- **Work to do**: Print everything in the material from the line containing "Task: indicate the young" down to the line containing "Query: young tree", both included, reproducing each line character for character.

- **Dataset extract**:
----
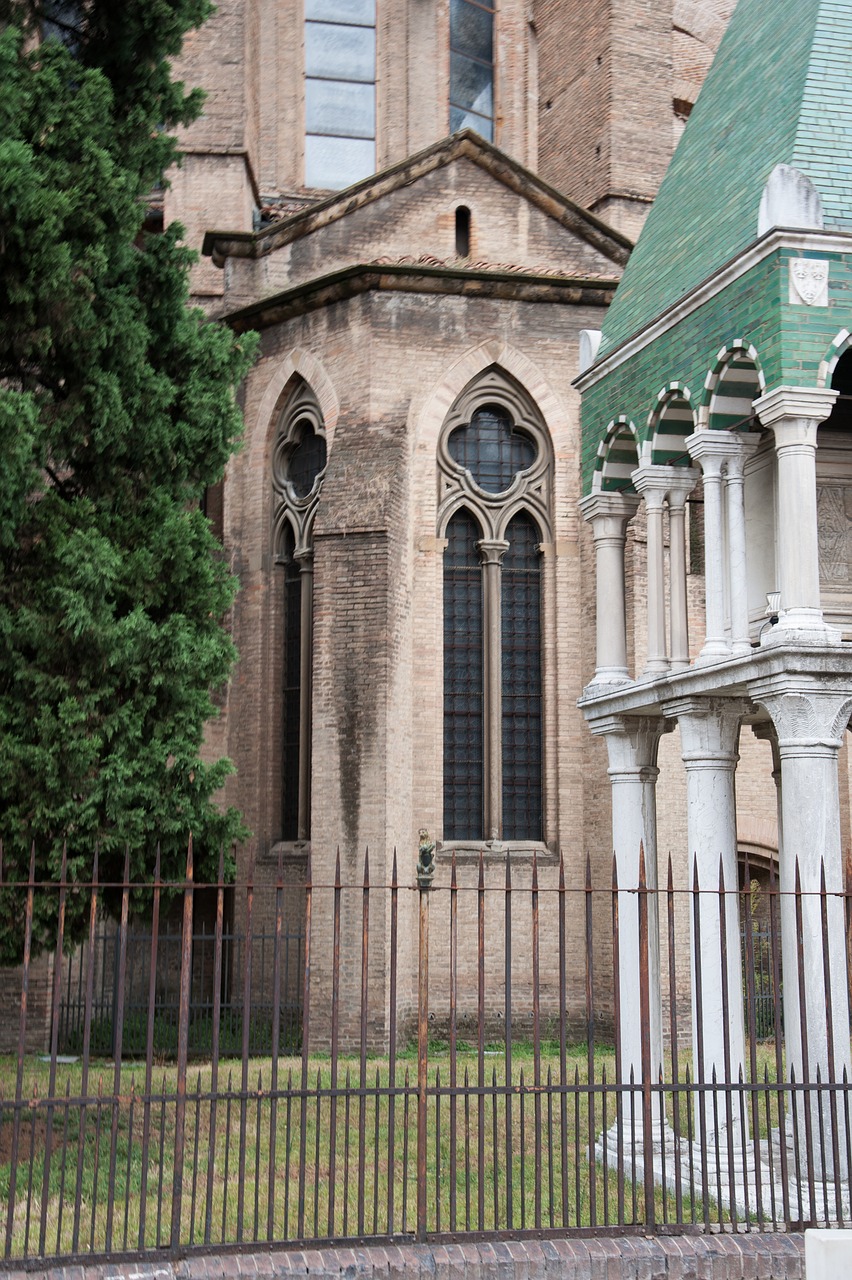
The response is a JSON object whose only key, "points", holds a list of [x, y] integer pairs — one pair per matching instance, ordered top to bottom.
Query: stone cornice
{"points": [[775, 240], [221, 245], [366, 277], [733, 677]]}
----
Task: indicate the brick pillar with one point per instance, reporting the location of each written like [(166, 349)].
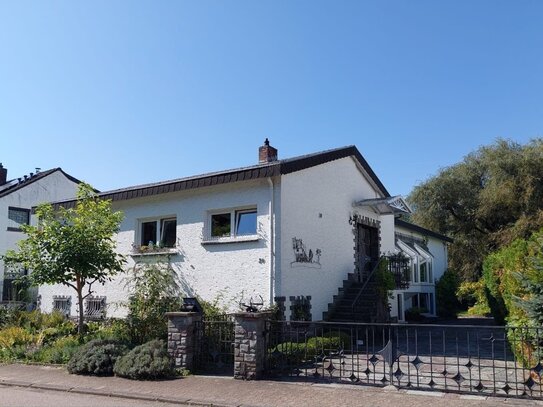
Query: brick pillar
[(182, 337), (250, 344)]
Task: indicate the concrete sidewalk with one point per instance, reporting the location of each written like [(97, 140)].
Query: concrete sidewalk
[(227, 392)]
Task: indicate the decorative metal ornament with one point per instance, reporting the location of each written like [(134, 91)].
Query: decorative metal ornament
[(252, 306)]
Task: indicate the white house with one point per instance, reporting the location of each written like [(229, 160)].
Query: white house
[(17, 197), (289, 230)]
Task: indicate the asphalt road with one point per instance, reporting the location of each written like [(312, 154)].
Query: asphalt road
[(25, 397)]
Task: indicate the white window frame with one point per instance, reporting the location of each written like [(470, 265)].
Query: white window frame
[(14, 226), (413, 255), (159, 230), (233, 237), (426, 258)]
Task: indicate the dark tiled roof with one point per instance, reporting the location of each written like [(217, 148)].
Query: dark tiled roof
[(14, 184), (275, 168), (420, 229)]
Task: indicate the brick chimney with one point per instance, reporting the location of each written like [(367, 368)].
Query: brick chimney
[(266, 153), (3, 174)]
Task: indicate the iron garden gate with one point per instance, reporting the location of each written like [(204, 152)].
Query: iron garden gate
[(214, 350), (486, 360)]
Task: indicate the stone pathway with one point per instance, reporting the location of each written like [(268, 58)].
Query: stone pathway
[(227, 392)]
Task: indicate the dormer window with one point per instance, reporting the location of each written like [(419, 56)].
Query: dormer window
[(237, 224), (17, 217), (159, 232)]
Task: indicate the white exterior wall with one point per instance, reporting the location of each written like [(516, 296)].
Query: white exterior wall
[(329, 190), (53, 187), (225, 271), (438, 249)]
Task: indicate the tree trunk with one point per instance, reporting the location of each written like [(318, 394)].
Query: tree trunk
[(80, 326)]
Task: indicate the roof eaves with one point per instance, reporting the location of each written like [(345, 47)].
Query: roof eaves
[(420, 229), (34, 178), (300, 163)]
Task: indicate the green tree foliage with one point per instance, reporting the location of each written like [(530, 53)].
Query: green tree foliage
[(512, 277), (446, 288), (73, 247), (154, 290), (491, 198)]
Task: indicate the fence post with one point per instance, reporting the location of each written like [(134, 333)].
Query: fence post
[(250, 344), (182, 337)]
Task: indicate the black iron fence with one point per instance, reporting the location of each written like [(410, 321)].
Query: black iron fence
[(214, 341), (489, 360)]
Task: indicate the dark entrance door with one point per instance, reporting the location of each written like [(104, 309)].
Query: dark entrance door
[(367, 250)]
----
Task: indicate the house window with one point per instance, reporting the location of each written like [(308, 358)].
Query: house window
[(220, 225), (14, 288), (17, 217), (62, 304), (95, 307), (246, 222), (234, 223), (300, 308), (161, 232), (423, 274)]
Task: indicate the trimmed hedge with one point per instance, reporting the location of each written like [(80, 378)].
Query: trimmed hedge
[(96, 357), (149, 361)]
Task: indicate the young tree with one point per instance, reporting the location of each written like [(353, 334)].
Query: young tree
----
- **Solution for this exercise**:
Task: indicate the young tree with one point per instance, reporting the location of each written like [(353, 334)].
Query: young tree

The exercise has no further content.